[Dataset items]
···
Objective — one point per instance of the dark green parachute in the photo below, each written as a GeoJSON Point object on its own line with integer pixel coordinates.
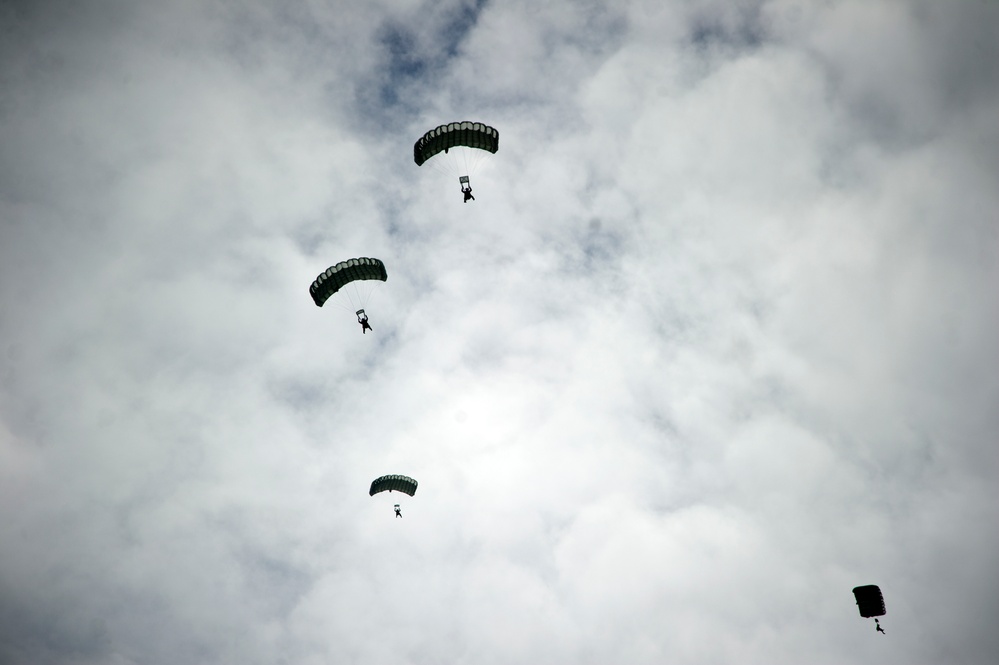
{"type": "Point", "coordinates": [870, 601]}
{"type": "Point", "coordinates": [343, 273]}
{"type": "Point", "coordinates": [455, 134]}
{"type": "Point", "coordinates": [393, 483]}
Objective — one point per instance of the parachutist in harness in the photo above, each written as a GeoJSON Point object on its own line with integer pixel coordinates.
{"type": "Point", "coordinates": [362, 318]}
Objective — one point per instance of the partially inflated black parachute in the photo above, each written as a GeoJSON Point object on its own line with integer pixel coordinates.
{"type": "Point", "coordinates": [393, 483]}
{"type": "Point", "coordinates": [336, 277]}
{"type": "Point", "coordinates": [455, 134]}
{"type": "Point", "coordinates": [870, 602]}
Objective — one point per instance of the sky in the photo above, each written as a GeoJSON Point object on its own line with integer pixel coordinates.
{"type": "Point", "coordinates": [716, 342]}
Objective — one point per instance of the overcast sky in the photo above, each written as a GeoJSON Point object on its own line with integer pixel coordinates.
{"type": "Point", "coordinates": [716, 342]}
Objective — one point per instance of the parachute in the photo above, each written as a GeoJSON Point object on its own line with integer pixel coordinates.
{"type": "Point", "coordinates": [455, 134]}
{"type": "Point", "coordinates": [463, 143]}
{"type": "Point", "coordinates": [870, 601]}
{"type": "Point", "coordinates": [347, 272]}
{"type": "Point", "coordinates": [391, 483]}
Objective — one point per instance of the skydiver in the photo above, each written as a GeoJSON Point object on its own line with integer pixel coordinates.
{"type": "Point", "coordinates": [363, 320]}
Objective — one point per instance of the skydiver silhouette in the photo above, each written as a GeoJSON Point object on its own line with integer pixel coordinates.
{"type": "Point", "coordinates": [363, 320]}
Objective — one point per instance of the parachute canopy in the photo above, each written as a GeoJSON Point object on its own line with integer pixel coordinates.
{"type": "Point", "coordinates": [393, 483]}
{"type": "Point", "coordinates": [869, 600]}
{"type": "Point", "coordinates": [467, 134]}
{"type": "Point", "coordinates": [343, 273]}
···
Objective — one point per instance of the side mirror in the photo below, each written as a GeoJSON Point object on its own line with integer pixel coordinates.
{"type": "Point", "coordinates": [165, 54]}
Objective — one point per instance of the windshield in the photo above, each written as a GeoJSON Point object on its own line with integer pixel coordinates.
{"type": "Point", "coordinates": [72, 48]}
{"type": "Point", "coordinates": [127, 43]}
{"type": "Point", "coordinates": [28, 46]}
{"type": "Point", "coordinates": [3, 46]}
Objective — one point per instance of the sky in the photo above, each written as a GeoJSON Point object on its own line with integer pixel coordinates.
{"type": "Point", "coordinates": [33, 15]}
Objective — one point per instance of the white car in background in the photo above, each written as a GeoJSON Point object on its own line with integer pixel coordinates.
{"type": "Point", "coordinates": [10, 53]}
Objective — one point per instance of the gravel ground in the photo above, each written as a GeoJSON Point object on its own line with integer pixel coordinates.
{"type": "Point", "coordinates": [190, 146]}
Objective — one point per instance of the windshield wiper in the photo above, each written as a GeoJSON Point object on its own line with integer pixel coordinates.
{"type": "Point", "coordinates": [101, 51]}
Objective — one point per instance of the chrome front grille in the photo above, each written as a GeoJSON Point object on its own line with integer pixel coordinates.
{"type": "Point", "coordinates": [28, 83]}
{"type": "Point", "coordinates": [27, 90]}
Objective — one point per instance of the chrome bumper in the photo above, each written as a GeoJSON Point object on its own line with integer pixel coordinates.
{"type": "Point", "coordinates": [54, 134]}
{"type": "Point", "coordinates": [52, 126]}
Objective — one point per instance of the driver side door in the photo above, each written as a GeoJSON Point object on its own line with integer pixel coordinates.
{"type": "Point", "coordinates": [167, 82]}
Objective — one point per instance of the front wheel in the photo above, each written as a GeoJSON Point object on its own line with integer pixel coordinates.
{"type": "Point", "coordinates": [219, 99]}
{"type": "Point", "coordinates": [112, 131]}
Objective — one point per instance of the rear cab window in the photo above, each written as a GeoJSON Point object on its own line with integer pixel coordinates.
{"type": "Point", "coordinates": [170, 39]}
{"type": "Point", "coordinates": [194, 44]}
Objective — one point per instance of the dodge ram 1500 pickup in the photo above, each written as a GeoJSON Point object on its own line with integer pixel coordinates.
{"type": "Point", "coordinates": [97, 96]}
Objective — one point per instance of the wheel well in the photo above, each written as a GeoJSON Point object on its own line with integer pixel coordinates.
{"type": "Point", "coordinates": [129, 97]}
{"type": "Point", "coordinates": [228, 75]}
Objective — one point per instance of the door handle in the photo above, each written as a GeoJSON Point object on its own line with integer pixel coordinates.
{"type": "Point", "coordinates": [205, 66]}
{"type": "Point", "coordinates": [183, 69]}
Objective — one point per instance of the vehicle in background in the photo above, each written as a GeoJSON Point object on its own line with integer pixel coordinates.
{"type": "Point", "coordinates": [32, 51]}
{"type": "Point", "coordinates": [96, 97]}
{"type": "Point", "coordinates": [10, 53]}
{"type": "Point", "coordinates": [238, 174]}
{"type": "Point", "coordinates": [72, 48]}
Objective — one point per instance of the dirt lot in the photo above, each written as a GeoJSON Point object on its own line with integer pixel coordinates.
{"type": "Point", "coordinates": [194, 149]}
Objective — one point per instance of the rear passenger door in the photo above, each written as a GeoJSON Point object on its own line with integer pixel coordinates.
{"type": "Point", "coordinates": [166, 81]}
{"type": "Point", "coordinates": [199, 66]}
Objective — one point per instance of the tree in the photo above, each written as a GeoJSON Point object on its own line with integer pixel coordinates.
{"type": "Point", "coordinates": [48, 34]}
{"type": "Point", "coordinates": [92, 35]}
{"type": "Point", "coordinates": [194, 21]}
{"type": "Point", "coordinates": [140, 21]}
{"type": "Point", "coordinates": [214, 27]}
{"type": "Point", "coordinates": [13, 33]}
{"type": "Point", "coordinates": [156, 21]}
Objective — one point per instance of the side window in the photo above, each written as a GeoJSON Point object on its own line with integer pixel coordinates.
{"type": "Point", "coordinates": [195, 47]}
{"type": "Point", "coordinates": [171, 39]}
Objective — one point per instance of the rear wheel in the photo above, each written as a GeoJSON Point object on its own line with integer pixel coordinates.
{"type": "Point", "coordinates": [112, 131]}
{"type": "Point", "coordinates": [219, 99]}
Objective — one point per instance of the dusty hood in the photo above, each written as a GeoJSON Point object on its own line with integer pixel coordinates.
···
Find each line above that contains the string "below" and copy it out. Treat uppercase and lowercase as different.

Objective — one point per instance of the dark green parachute in the photo below, each written as a GeoJSON Point object on its own line with integer pixel coordinates.
Objective — one point per instance of the side mirror in the photo below, each written as a GeoJSON Point object on its own line with integer pixel coordinates.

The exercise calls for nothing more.